**ENTRIES SHOWN:**
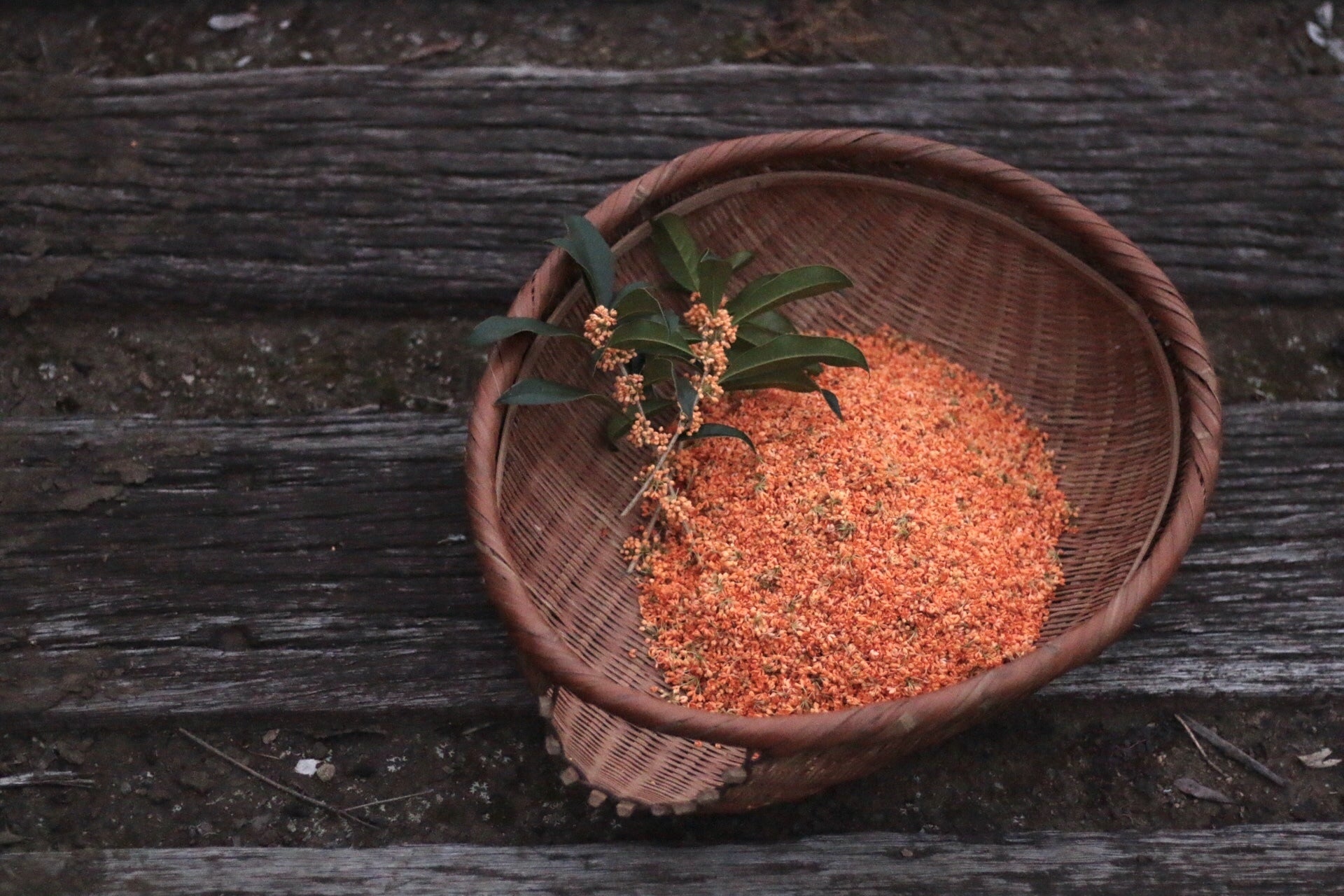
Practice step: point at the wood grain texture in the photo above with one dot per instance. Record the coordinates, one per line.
(368, 187)
(323, 564)
(1262, 859)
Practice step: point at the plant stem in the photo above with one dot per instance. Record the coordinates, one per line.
(652, 473)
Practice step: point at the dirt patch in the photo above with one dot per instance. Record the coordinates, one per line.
(118, 39)
(1049, 764)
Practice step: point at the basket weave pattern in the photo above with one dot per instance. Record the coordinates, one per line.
(951, 248)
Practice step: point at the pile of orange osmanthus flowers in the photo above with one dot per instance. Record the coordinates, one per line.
(901, 550)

**EXERCISE BRIEF:** Format the lines above as a two-column CSV with the headers instruction and coordinates. Give one row for each line that asks for points, paired with its coordinates, with every field in double quotes and line breaks replaced by spaces, and leave the pictures out.

**EXPECTED OUTPUT:**
instruction,coordinates
"Practice step: point at the wood grain texture in the photo above with one dot per instance. Record the coordinates, one per line.","(368, 187) (323, 564) (1262, 859)"
"Practice step: point at the plant stem in the photo above with one dot per instance. Record the coordinates, one per line.","(652, 473)"
"Practice step: point at the dirt patch in the photo above with one dot per instance. Record the coordinates, one per line.","(118, 39) (1049, 764)"
"Practice step: point at the basket weave pattern in the photo above with one dot per instance. Record the coordinates, one per line.","(951, 248)"
"Practice step: point at the pile of orange osmanthus flowers in the photo above with one dot per instance. Record the coordinates, one per line.","(901, 550)"